SELECTED EXCERPT:
· · · · · · ·
Boy I really like pretty much everything I've seen in this thread.  Particularly, Mike's club stock.  When I first was getting into flintlocks @ age 14 or 15, for some reason I was really drawn to the early club stocks in George Neumann's old little 'blue book.'  I wore the binding right off that book.

I know the concept here are rifle guns, as Bob began the thread, but it's really hard to my way of thinking to discuss plain or otherwise "utility" arms without bringing club stocks into the equation.  I think they may very well be the epitome of utilitarian function, covering pretty much all the bases (except maybe when it comes to squirrels, in which case given the generally large bore, they tend to annihilate such small mouthfuls of sustenance...).
· · · · · · ·
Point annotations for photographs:
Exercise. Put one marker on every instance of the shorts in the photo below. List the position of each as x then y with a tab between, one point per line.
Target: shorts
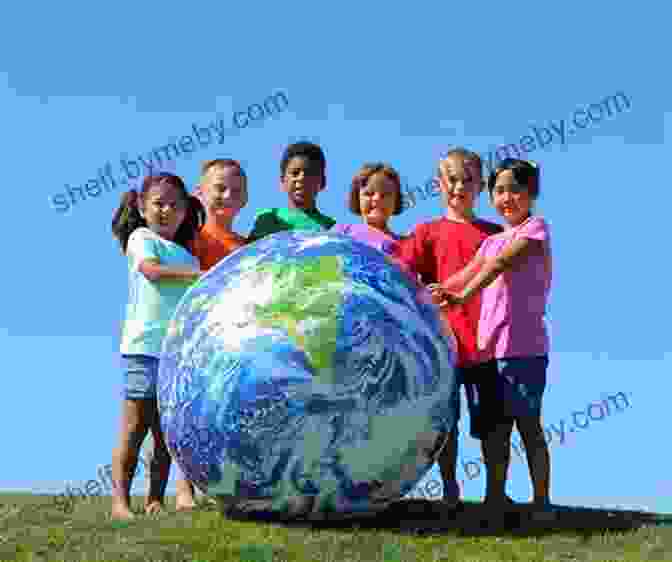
140	375
482	401
517	388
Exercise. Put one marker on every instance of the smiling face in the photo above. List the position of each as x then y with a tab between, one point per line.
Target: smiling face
378	200
164	208
225	191
511	200
460	182
302	181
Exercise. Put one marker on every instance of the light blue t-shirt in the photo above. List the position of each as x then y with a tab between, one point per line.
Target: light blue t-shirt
151	303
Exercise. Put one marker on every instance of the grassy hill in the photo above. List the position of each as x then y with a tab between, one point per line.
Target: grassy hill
34	528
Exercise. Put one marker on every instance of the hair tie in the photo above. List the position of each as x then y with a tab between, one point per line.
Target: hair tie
132	198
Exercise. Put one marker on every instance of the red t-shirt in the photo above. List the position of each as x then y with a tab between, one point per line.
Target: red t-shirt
438	249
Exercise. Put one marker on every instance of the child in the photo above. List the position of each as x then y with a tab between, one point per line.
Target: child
223	190
513	269
154	229
302	176
375	196
437	250
224	193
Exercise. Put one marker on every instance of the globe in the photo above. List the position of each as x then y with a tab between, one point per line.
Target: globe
306	374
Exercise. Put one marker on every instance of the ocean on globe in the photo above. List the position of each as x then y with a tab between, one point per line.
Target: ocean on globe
306	374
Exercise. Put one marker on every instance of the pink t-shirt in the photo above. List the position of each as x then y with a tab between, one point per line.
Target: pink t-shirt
513	306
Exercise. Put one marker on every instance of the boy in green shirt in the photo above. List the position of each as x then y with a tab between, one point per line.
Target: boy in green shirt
302	175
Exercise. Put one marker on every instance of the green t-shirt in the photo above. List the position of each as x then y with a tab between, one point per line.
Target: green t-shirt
270	221
151	303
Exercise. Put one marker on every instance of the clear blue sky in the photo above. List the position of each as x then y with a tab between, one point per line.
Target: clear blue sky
81	85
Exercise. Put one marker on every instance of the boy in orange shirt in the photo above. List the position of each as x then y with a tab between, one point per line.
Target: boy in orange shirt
223	192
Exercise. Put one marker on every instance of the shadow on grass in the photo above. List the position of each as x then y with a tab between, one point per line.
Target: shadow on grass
469	519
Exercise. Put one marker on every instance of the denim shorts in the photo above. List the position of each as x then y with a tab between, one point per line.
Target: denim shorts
520	385
478	382
140	374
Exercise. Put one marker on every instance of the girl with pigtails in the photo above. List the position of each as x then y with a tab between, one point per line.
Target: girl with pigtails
154	228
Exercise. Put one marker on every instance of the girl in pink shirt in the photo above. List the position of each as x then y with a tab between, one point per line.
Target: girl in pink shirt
513	271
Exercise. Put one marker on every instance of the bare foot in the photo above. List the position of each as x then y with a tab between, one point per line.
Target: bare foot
184	502
122	512
153	508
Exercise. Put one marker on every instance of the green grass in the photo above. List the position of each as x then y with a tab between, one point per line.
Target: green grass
32	528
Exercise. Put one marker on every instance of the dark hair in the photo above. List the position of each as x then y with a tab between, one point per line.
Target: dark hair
467	156
127	217
366	172
308	150
524	172
222	163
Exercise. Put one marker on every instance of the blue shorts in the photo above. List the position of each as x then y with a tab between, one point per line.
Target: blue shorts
520	385
140	375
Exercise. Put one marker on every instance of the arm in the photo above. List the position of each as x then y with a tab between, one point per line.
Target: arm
264	225
459	280
513	254
154	271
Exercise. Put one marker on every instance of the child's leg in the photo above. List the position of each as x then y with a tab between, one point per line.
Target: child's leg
184	493
125	457
448	457
159	465
489	424
526	381
496	449
538	457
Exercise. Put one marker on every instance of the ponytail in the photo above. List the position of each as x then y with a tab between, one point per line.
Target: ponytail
127	218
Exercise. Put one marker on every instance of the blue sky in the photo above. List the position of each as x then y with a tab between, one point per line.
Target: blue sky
82	86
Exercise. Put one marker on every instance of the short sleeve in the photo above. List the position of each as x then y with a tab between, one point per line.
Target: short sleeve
142	246
265	224
339	229
535	229
412	252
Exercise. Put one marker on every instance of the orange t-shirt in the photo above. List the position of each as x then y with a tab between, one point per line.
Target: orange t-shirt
213	244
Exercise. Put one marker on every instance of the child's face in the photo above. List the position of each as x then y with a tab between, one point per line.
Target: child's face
378	200
511	200
460	184
225	191
163	208
302	182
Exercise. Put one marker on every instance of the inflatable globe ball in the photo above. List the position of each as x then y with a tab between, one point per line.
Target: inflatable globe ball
307	374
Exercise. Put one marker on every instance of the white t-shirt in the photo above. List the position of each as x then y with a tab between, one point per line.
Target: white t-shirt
151	304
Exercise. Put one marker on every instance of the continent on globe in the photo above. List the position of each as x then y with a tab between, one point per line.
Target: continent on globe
308	375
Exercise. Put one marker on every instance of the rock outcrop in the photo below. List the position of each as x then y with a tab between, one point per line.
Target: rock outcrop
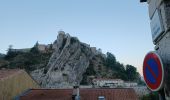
67	64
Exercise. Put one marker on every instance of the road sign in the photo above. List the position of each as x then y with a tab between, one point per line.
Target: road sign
153	71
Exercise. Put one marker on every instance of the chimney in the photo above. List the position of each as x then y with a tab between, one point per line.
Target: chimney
76	93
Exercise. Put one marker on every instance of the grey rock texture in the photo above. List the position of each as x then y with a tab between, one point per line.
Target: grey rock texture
67	64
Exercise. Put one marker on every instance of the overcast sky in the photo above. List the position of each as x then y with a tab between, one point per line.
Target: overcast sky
120	27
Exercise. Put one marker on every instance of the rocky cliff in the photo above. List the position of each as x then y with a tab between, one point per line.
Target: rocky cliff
68	63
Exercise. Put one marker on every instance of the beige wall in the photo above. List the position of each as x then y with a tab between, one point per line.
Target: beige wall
15	85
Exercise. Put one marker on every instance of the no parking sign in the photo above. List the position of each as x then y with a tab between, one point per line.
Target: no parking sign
153	71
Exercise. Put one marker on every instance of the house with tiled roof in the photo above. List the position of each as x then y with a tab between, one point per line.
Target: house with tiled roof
79	94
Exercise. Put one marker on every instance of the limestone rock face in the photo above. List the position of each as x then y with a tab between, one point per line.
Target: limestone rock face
67	64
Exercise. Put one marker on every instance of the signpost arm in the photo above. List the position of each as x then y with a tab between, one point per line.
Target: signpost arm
162	95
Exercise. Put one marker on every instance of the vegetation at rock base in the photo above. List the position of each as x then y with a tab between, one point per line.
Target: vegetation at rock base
112	67
151	96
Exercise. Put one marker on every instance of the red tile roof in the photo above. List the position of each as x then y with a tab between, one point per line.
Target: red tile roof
5	73
85	94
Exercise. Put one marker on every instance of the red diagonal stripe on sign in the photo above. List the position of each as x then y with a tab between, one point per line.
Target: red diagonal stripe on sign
150	69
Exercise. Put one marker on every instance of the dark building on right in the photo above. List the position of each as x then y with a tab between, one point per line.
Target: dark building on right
159	14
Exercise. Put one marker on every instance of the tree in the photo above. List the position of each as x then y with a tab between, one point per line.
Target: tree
110	60
132	73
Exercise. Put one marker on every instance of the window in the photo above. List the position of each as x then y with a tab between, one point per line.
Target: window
101	98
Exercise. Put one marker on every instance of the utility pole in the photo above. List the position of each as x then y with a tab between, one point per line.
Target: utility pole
159	14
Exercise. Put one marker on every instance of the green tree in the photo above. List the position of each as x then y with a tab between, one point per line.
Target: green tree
110	60
132	73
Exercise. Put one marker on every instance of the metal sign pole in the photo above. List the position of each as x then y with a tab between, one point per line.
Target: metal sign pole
162	95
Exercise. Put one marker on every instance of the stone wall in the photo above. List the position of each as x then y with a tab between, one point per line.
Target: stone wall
16	84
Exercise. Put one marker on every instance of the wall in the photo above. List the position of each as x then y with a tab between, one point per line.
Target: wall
14	85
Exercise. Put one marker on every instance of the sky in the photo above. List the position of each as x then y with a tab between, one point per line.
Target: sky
119	27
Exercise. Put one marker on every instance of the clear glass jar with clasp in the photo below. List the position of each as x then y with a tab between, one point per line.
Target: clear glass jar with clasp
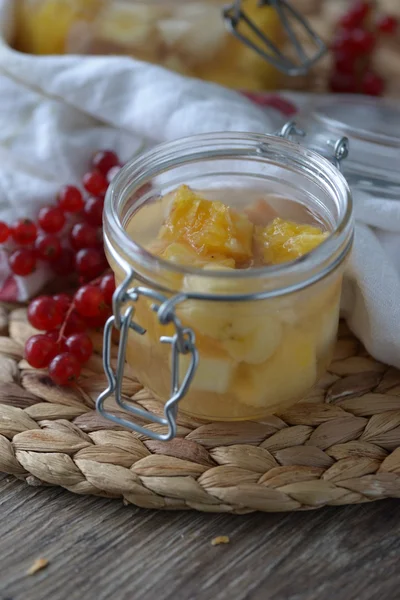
215	344
244	44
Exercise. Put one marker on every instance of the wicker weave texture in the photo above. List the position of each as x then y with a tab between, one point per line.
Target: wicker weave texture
340	445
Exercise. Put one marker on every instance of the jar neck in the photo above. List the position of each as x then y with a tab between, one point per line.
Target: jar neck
263	158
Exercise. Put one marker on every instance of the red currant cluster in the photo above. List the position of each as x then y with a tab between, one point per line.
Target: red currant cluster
66	345
74	218
353	47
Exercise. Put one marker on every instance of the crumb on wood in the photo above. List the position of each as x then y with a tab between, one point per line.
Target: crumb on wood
221	539
38	565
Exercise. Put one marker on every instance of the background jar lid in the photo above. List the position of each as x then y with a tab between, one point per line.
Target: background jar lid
373	128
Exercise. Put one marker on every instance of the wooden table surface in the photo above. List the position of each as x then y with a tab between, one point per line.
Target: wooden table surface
101	549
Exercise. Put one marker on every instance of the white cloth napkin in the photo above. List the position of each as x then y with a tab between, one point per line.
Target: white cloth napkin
55	111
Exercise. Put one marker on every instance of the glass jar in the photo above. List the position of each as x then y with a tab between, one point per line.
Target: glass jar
373	128
237	345
195	38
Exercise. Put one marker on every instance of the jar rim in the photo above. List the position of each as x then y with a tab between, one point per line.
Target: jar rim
140	170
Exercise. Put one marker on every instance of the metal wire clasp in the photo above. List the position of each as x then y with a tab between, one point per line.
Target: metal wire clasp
182	342
291	20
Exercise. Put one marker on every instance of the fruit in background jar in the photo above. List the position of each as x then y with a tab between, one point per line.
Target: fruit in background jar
260	213
196	31
208	227
291	371
130	25
282	241
43	27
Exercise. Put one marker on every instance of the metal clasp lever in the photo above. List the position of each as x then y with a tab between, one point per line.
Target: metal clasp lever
182	342
267	49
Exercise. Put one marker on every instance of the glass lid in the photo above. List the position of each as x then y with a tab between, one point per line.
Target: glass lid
372	126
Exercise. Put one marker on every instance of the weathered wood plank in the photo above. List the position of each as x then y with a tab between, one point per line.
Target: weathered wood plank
99	548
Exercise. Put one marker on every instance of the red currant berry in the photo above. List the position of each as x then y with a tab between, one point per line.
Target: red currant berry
356	15
24	232
93	211
48	247
84	235
104	161
40	351
51	219
107	286
373	84
74	324
64	369
344	63
22	262
89	301
70	199
344	43
387	24
63	302
95	183
44	314
4	232
65	263
80	345
112	173
343	83
90	262
54	334
364	41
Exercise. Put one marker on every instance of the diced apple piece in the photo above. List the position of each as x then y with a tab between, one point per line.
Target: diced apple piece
285	377
260	212
213	374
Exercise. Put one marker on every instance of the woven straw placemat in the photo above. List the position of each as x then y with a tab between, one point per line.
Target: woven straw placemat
340	445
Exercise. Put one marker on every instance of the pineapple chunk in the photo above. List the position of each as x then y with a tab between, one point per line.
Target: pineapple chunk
290	372
283	241
208	227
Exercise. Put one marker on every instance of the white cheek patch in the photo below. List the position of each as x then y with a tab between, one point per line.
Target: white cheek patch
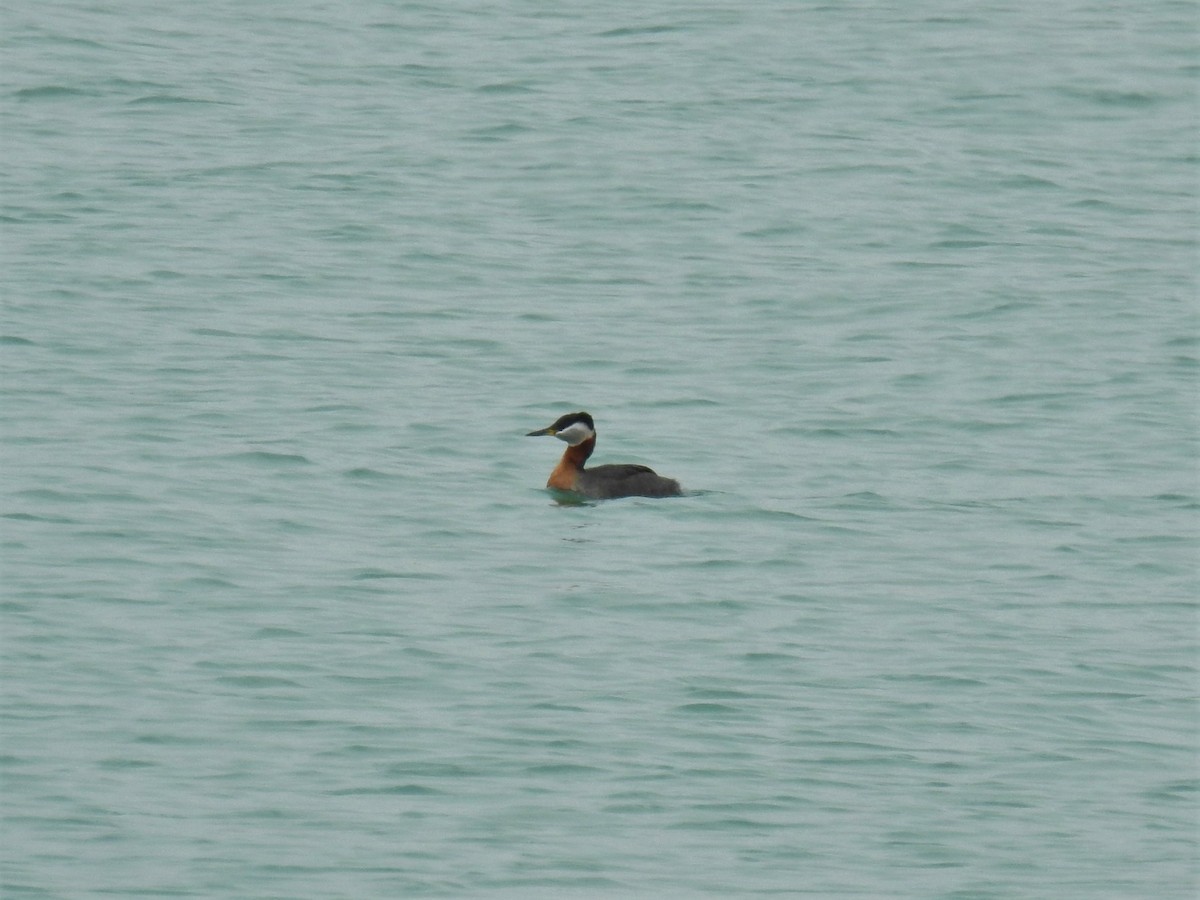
· · · · · · ·
BRIEF 1: According to the forum post on club stocks, at what age did the writer first begin getting into flintlocks?
BRIEF 2: Select every row that contains the string "piece" and reproduce each one in full.
The rows are unrelated to the forum post on club stocks.

ANSWER 1: At age 14 or 15.

ANSWER 2:
Exercise. Put one marker on every instance of the diced apple piece in the photo above. List the position of each as x then y with a tab between, one point per line.
Target: diced apple piece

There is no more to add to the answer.